How to complete this task: In the entries below, find each line with the word "query" and pull it out.
::: Input
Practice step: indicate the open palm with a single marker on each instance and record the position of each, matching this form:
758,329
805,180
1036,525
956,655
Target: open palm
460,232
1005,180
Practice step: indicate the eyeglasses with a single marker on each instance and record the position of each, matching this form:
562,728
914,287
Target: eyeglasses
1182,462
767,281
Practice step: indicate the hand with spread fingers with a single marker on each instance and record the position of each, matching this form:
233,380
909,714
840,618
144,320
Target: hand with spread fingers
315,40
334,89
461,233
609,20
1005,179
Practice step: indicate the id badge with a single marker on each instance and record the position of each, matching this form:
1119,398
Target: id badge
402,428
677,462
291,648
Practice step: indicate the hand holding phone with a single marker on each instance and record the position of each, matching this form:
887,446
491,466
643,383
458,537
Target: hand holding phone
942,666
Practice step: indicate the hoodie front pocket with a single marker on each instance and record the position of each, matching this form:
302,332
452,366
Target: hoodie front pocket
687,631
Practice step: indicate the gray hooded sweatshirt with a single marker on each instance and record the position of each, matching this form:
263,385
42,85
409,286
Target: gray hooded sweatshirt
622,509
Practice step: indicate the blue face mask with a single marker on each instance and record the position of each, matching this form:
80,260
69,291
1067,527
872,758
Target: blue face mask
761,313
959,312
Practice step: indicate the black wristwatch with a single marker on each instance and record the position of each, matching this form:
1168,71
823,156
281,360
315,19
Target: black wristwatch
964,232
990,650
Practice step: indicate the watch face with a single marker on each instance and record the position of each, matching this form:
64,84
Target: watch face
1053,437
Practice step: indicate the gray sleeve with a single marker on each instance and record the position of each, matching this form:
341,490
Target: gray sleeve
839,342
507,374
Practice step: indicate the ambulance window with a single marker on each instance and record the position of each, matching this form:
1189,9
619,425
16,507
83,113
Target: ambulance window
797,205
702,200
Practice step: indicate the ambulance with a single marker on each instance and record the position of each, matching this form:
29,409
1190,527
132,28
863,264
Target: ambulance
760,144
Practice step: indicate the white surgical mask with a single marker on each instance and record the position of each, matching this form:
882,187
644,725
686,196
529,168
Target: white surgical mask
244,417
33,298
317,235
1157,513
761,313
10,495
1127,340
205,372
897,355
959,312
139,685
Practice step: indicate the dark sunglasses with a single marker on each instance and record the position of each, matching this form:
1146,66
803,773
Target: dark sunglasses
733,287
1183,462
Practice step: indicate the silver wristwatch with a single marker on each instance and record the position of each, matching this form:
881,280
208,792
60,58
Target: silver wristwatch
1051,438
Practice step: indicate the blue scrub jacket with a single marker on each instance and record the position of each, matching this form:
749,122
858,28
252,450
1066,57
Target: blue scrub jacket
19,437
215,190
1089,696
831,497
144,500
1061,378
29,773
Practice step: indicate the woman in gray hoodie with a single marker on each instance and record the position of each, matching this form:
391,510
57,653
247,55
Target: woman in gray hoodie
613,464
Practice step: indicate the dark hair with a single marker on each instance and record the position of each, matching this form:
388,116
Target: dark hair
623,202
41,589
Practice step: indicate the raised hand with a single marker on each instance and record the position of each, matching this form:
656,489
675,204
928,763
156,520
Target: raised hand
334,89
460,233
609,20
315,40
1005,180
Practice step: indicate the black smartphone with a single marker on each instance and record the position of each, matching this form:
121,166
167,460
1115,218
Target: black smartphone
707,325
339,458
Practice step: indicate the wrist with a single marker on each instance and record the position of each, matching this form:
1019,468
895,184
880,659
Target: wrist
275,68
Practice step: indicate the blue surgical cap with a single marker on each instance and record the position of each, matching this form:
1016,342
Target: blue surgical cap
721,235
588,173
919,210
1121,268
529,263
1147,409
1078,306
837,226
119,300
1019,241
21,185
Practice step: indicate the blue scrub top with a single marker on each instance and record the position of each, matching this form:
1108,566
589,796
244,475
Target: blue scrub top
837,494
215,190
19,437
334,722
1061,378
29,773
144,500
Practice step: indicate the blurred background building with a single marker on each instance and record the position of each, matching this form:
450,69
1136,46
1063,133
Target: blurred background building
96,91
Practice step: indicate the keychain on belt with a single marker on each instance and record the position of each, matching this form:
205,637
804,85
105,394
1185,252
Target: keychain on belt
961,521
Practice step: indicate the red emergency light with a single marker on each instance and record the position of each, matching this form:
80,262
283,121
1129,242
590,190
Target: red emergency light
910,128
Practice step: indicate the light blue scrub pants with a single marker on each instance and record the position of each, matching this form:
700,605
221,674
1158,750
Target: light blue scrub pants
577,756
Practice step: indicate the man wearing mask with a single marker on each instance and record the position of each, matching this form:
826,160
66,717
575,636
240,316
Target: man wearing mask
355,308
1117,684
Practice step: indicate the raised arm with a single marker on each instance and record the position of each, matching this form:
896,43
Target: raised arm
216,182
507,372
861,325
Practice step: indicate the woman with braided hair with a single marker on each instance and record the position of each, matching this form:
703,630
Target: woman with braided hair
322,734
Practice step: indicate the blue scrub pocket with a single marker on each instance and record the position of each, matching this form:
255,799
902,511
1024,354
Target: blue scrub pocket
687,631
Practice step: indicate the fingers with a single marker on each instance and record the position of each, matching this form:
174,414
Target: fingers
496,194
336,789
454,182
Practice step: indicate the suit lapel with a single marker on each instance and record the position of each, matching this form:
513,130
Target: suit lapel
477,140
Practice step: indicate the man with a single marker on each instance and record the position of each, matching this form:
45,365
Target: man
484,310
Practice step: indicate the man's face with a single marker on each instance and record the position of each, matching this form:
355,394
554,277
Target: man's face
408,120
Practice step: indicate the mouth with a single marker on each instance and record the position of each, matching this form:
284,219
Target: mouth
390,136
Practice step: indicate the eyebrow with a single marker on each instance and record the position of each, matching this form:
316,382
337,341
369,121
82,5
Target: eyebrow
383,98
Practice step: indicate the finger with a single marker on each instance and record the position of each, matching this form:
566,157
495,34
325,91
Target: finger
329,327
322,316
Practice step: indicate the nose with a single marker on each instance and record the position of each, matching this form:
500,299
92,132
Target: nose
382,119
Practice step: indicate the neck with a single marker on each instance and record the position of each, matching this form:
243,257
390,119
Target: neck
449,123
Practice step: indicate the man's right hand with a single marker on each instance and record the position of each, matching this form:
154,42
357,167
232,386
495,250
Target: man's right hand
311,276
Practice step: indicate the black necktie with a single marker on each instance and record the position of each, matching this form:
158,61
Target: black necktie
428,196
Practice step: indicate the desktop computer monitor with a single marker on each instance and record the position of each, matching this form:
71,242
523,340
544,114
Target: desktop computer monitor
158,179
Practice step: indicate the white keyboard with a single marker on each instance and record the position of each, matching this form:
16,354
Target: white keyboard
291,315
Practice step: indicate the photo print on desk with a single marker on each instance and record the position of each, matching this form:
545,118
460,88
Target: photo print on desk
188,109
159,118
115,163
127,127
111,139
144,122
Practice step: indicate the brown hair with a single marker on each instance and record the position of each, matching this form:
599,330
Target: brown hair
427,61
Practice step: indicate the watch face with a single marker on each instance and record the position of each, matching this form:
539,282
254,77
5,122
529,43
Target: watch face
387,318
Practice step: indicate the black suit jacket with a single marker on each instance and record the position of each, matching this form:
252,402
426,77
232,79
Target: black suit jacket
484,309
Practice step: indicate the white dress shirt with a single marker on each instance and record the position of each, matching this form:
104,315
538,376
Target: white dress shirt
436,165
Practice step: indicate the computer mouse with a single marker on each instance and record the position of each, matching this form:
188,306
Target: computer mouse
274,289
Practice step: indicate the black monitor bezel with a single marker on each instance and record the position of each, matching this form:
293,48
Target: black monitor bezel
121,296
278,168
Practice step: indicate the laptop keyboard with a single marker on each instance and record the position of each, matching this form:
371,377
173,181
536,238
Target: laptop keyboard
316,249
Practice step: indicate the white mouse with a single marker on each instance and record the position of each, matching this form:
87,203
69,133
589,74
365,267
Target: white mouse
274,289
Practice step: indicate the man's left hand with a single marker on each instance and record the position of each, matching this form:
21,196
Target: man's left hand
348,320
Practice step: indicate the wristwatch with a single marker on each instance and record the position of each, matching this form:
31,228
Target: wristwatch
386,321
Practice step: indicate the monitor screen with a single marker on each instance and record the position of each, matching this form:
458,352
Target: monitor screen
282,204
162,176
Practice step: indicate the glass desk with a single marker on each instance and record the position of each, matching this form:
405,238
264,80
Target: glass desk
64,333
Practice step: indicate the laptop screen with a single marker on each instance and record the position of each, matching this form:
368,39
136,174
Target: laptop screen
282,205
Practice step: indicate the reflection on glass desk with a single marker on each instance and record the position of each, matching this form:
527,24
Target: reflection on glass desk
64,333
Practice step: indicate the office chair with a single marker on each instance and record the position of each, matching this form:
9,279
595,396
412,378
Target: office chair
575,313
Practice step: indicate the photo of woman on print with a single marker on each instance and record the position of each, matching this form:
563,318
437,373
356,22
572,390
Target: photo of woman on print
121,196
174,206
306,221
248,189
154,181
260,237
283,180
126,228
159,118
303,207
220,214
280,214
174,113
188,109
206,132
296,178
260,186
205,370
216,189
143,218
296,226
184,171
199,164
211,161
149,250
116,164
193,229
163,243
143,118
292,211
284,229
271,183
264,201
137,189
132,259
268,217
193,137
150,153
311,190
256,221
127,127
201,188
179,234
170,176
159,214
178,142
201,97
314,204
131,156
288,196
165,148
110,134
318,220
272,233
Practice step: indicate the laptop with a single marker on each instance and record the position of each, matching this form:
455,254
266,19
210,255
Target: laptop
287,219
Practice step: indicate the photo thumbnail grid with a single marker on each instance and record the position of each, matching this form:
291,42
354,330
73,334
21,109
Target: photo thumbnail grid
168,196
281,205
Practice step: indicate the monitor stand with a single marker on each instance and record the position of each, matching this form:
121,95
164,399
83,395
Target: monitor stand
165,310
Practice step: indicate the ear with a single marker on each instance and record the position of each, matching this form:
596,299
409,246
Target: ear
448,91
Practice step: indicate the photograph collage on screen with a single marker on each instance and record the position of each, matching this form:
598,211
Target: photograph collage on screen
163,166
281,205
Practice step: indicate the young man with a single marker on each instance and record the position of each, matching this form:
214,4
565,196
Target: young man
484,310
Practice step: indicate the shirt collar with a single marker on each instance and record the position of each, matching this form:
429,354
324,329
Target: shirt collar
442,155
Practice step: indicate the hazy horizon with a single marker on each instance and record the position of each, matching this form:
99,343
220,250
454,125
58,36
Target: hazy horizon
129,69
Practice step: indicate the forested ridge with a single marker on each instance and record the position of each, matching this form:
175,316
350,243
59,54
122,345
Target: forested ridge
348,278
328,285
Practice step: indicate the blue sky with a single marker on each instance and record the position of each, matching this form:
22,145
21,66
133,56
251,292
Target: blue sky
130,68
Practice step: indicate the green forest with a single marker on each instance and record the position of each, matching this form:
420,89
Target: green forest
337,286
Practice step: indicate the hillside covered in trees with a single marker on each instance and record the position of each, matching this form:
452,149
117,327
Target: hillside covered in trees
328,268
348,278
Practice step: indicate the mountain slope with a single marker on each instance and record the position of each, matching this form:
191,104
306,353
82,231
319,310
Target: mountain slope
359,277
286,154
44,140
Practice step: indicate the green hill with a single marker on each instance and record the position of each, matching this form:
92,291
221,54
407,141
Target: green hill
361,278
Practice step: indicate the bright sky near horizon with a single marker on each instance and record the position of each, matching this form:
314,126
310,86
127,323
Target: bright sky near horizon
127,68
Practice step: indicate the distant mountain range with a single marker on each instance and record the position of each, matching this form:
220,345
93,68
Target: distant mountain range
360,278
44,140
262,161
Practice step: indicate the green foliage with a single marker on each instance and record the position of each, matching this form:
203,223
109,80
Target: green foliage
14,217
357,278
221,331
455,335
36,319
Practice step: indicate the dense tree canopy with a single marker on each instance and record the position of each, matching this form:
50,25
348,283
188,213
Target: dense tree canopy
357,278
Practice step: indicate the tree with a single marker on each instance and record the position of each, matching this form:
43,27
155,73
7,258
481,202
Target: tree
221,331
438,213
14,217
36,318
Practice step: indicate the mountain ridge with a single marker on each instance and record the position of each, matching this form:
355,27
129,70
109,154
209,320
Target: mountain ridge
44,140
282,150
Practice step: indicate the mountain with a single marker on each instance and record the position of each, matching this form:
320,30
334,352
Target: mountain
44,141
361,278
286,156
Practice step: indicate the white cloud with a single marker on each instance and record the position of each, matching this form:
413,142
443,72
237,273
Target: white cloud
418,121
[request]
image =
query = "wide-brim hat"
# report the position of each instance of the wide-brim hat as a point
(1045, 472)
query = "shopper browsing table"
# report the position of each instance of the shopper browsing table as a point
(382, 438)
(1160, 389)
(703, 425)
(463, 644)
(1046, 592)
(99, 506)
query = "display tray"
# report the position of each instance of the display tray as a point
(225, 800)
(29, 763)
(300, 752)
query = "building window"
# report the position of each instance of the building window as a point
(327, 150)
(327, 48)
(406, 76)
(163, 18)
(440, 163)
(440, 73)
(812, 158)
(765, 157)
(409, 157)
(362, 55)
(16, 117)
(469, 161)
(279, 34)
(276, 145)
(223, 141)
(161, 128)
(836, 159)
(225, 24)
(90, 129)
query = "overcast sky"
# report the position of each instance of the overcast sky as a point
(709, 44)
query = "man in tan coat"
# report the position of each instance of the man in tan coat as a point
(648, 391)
::::::
Answer box:
query = "wide-brim hat"
query = "shopper browsing table"
query = "display tray"
query = "building window"
query = "overcast sky"
query = "man in tan coat"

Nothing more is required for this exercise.